◆ **待办任务**:
1. 对照飞船竞赛题目，判断下面三个说法是否与其相符。每项回答"是"或"否"，并原样引用题目中起决定作用的原文：(a) 赛道无限长；(b) 两艘飞船可以从同一位置出发；(c) 速度的单位是公里每小时。
2. 按照飞船竞赛题目的规定，参赛飞船数量 N 最多可以是多少？
3. 从飞船竞赛题目的最后一句之后接着往下写。

◆ **节选文本**:
§

The Race
| Time Limit: 15000MS | Memory Limit: 65536K | |
| Total Submissions: 3237 | Accepted: 664 | |
| Case Time Limit: 3000MS | ||
Description
During the Annual Interstellar Competition for Tuned Spaceships, N spaceships will be competing. Each spaceship i is tuned in such a way that it can accelerate in zero time to its maximum speed Vi and remain cruising at that speed. Due to past achievements,
each spaceship starts at a starting position Xi, specifying how many kilometers the spaceship is away from the starting line.
The race course is infinitely long. Because of the high speeds of the spaceships, the race course goes straight all the time. On that straight course, spaceships can pass one another very easily, without interfering with each other.
Many people in the audience have not realized yet that the outcome of the race can be determined in advance. It is your task to show this to them, by telling them how many times spaceships will pass one another, and by predicting the first 10 000 times that
spaceships pass in chronological order.
You may assume that each spaceship starts at a different position. Furthermore, there will never be more than two spaceships at the same position of the course at any time.
Input
The first line of the input specifies the number of spaceshipsN (0 < N <= 250 000) that are competing. Each of the next N lines describe the properties of one spaceship. The i+1th line describes the ith ship with two integers Xi and Vi, representing the starting
position and the velocity of the ith spaceship (0 <= Xi <= 1 000 000, 0 < Vi < 100). The spaceships are ordered according to the starting position, i.e. X1 < X2 < . . . < XN. The starting position is the number of kilometers past the starting line where the
spaceship starts, and the velocity is given in kilometers per second.

§

◆ **记录信息**:
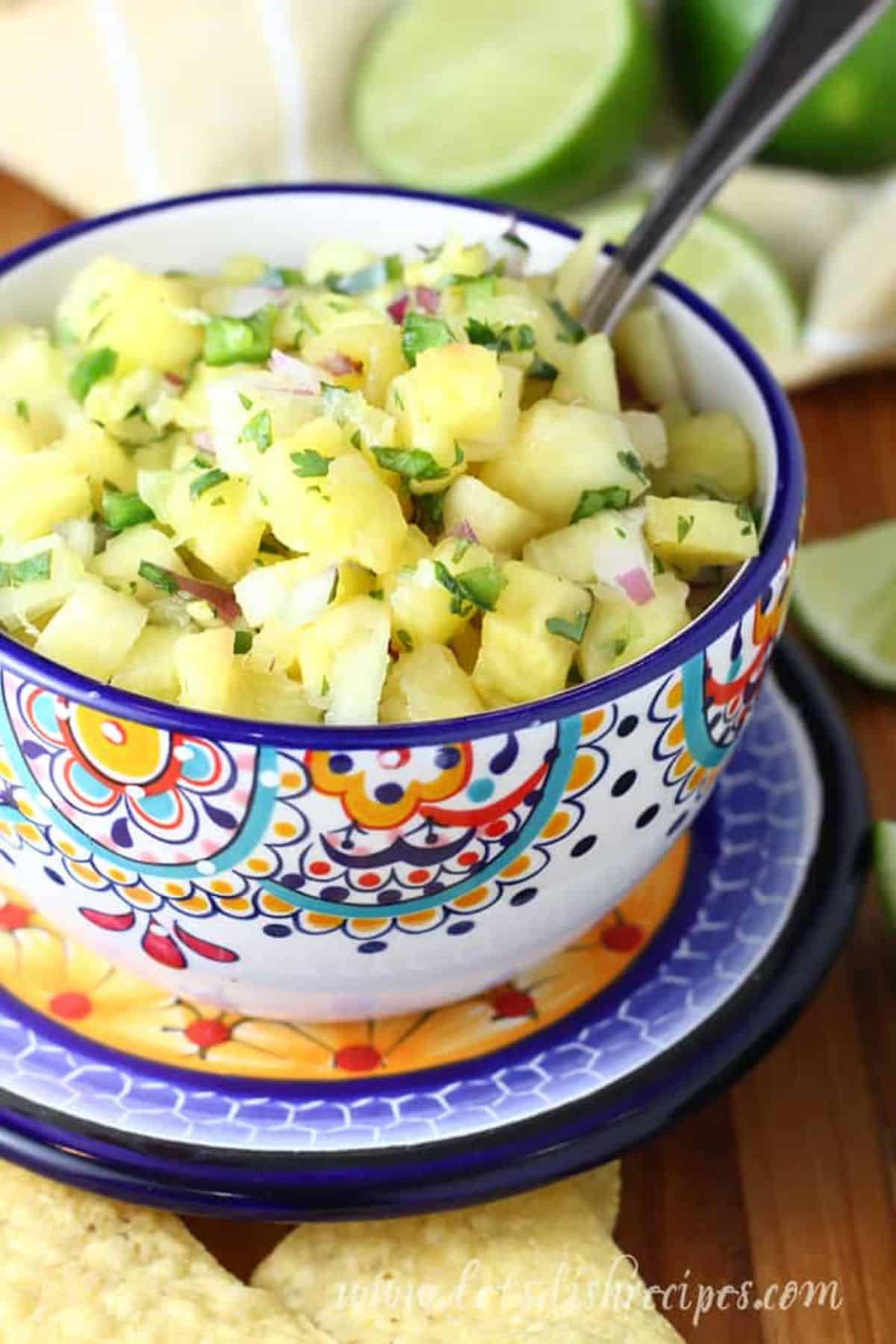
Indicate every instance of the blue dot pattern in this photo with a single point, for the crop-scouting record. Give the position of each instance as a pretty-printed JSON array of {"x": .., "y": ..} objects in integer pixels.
[{"x": 762, "y": 823}]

§

◆ **练习结果**:
1.
(a) 是。"The race course is infinitely long."
(b) 否。"You may assume that each spaceship starts at a different position."
(c) 否。"the velocity is given in kilometers per second."

2. N 最多为 250 000。

3.
Output
The first line of the output should contain the number of times that spaceships pass one another during the race modulo 1 000 000. By publishing the number of passes only modulo 1 000 000, you can at the same time prove your knowledge of it and don‘t spoil
the party for the less intelligent people in the audience.
Each of the subsequent lines should represent one passing, in chronological order. If there would be more than 10 000 passings, only output the first 10 000 passings. If there are less than 10 000 passings, output all passings. Each line should consist of two
integers i and j, specifying that spaceship i passes spaceship j. If multiple passings occur at the same time, they have to be sorted by their position on the course. This means that passings taking place closer to the starting line must be listed first. The
time of a passing is the time when the two spaceships are at the same position.
Sample Input
4 0 2 2 1 3 8 6 3
Sample Output
2 3 4 1 2
题意:飞船往同一方向飞,已知每个飞船的起点(不重合)和速度,问题一:每个飞船被超过的次数的总和(模1000000);问题二:输出前10000次超越,按照时间排序,若时间相同按照超越别飞船的飞船的输入顺序排序。
解题思路:
问题一:按照起点排序(输入已经给我们排好),若前一个速度比当前的速度大,则前面那个飞船一定能超越当前飞船,否则不可能。因此,只要算一下逆序数和就可以了。
问题二:第一个超越的一定是相邻两个飞船。
反证:设当前位置为A-B-C,若第一次超越为A->C,则必定A->B或B->C,与A->C为第一次超越矛盾。
因此:
这样,我就能保证每次输入的就是当前最早超越的飞船!
顶层设计完了之后就是实现问题了,逆序数我用的是线段树。寻找超越飞船我也用了线段树,把每段线段当作一个点,然后每次查询最小,单点更新。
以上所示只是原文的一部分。